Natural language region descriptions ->
______
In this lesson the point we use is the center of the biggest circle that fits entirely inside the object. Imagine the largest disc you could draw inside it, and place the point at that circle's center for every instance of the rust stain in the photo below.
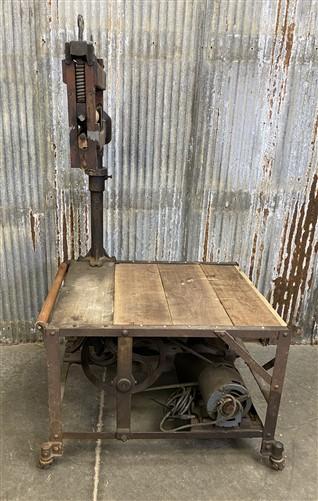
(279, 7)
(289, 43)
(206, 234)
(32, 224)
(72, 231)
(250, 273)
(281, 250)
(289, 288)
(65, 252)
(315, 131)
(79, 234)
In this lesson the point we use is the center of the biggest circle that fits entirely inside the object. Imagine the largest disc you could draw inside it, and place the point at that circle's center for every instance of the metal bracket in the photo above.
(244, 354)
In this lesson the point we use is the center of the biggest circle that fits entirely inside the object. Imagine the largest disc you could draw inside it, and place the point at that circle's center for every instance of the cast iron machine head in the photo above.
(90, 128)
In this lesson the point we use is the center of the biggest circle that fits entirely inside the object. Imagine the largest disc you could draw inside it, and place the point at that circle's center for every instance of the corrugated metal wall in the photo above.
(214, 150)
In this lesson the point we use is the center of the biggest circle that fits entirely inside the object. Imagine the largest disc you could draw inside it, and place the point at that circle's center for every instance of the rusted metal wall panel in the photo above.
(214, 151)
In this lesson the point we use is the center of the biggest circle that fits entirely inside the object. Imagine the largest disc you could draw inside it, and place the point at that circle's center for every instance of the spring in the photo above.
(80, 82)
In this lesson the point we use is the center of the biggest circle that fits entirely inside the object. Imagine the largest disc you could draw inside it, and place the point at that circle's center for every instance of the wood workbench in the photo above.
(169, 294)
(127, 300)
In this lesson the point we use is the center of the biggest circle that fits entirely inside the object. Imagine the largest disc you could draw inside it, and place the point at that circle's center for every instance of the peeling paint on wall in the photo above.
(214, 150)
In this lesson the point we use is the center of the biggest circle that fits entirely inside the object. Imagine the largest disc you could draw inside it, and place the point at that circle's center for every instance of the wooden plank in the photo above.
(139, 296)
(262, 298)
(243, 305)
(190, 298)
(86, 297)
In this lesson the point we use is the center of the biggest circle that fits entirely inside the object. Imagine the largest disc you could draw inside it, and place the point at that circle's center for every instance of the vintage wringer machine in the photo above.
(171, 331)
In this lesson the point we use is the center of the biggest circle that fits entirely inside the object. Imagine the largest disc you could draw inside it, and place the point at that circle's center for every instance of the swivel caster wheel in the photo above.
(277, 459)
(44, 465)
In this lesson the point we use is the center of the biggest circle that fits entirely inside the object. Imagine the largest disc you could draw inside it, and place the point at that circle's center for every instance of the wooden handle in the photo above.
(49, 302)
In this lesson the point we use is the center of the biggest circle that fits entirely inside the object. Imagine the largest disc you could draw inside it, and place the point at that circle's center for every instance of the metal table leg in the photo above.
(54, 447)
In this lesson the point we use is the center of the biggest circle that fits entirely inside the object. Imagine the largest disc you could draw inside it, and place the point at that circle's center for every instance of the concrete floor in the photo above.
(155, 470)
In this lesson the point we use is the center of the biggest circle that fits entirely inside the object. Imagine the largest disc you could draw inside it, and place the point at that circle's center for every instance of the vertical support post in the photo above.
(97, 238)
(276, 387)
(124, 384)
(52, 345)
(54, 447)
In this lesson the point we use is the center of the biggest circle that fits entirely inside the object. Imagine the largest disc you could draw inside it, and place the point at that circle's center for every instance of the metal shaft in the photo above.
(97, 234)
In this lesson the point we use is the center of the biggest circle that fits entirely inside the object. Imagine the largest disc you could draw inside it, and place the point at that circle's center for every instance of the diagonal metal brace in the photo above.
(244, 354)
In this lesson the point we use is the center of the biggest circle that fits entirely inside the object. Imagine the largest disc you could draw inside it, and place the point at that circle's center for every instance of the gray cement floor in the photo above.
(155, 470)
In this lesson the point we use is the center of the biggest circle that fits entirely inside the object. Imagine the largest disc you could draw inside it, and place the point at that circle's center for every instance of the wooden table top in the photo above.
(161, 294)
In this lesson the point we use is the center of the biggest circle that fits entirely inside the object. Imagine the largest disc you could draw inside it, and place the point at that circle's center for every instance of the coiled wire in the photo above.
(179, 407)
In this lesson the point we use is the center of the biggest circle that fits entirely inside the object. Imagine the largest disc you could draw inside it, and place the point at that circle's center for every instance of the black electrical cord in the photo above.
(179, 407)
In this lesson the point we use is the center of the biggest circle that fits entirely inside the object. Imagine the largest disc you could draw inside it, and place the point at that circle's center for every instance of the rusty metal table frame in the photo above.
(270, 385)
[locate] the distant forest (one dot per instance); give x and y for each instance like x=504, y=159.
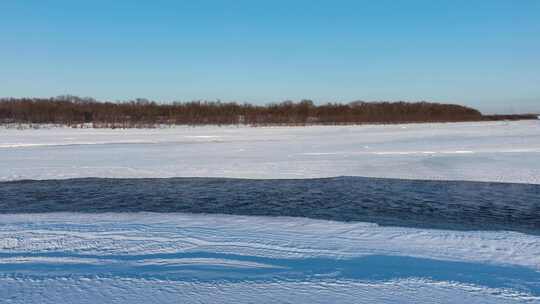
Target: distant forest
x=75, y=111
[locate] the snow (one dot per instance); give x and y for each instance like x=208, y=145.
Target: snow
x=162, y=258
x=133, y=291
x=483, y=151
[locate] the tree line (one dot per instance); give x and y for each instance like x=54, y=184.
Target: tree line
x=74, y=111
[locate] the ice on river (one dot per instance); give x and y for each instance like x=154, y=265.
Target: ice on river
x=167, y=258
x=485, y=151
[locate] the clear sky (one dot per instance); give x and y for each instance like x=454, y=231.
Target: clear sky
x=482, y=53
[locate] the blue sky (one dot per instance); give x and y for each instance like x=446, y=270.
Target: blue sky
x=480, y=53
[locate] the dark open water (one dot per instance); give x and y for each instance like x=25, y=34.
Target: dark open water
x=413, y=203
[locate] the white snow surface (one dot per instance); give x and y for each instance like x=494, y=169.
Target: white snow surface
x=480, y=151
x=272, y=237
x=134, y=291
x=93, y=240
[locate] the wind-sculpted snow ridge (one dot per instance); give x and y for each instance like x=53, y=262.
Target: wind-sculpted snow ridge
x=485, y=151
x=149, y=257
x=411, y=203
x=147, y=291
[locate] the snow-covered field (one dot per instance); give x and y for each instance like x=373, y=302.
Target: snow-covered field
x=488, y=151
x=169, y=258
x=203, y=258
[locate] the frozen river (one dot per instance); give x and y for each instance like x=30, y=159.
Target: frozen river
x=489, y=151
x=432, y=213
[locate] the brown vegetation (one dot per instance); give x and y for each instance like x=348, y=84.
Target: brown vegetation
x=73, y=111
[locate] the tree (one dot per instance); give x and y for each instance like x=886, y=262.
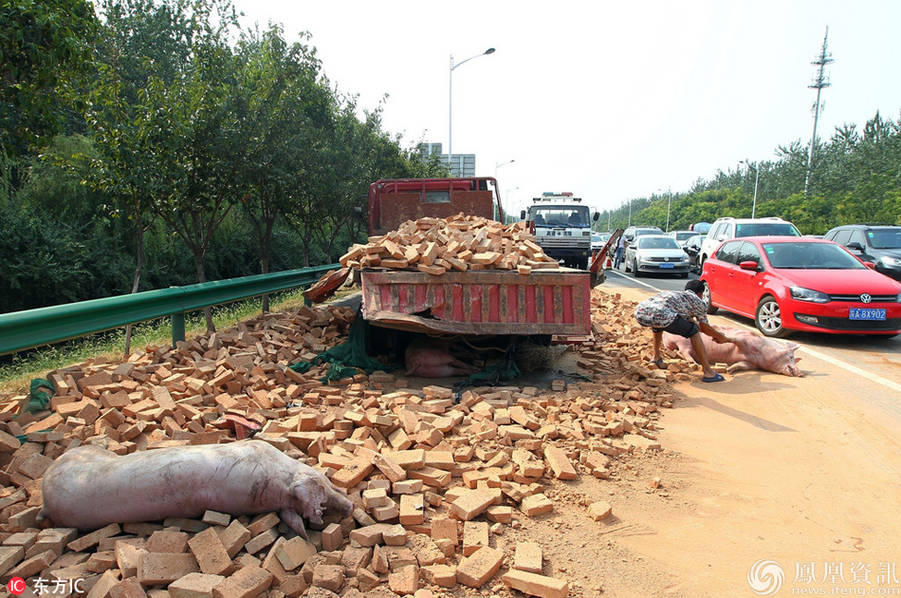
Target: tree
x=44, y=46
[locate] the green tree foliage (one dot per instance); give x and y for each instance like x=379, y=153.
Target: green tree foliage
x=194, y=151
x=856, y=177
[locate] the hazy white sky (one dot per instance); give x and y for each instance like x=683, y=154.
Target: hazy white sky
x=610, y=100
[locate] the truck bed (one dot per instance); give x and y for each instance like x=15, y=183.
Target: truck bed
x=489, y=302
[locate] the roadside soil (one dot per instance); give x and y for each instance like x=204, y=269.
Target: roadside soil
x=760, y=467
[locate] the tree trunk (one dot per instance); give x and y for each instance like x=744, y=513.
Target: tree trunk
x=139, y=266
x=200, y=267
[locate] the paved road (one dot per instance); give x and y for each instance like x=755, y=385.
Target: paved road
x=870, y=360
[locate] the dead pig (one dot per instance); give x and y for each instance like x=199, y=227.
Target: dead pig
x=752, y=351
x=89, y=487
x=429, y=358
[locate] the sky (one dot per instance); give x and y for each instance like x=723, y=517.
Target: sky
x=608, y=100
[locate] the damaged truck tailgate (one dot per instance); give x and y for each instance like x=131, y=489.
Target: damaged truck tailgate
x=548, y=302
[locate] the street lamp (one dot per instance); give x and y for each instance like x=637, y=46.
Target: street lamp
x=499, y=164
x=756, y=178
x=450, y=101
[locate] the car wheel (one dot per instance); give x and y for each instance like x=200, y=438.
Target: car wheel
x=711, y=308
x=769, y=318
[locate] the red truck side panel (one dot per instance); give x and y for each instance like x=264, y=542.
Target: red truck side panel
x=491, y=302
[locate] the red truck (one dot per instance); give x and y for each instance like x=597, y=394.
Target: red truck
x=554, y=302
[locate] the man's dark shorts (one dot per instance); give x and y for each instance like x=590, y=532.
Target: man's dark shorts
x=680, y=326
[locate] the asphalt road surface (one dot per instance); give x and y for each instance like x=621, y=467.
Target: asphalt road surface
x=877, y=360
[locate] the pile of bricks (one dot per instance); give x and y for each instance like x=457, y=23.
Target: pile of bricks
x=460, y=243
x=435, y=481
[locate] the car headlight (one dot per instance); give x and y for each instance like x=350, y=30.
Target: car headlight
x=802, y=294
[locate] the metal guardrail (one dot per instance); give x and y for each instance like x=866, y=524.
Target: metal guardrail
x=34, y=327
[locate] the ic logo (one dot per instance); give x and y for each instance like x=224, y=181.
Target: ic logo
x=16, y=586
______
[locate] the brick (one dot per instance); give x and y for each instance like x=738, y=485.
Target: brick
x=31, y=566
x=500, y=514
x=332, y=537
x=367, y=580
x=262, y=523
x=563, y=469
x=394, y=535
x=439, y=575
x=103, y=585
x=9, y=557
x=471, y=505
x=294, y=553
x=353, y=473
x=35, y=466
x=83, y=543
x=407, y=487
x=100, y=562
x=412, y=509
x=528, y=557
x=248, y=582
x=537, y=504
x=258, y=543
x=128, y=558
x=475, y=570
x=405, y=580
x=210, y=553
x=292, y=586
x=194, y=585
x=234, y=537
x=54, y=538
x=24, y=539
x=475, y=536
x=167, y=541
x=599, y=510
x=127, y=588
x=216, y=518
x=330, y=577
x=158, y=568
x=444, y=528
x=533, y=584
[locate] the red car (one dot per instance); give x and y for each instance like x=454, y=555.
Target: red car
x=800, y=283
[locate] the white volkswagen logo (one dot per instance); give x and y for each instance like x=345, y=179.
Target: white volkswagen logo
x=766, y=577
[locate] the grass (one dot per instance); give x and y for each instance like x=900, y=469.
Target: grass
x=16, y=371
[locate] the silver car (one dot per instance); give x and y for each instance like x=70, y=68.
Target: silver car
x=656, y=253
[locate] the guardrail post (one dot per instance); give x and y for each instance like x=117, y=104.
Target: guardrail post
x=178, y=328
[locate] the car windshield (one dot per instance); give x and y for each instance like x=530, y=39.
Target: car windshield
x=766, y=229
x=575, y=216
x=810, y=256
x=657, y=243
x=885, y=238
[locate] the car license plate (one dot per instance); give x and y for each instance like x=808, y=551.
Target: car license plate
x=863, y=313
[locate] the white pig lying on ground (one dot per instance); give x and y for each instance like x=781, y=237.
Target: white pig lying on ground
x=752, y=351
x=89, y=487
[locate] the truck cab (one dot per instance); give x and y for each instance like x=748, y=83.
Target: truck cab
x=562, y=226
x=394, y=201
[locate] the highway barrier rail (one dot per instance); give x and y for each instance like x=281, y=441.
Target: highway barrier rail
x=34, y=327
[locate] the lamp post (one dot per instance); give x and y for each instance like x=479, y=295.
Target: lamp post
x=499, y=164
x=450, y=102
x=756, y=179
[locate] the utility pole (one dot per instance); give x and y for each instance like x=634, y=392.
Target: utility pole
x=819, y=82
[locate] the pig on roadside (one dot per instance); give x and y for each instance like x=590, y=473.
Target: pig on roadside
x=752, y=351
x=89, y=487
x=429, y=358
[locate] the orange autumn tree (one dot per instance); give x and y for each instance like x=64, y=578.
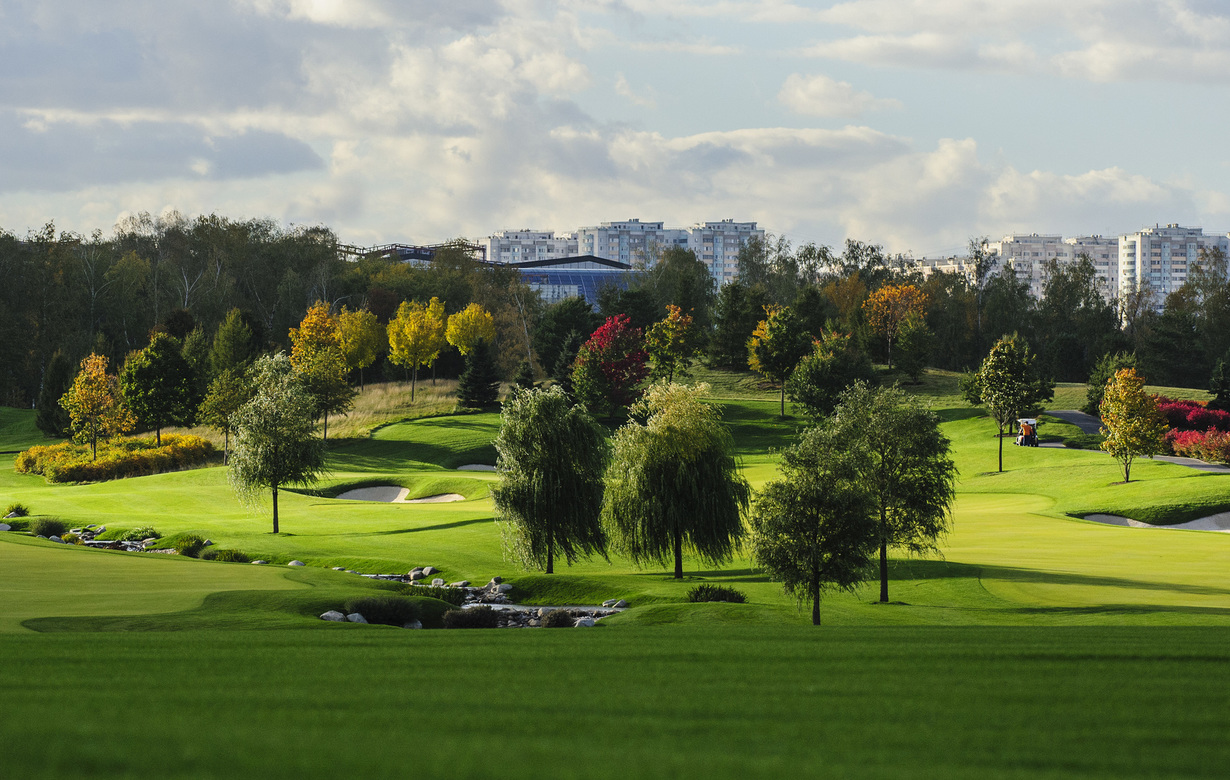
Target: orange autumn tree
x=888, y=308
______
Would you please reproduce the entries above, starting at the line with "[locate] the distant" and stopping after the line with "[locate] the snow (one"? Omit any pictures.

Exercise response ->
[locate] the distant forest (one dot per instance); give x and y for each instance like x=504, y=159.
Target: distant forest
x=75, y=111
[locate] the snow (one dot per instance); give x and y for each instance like x=208, y=145.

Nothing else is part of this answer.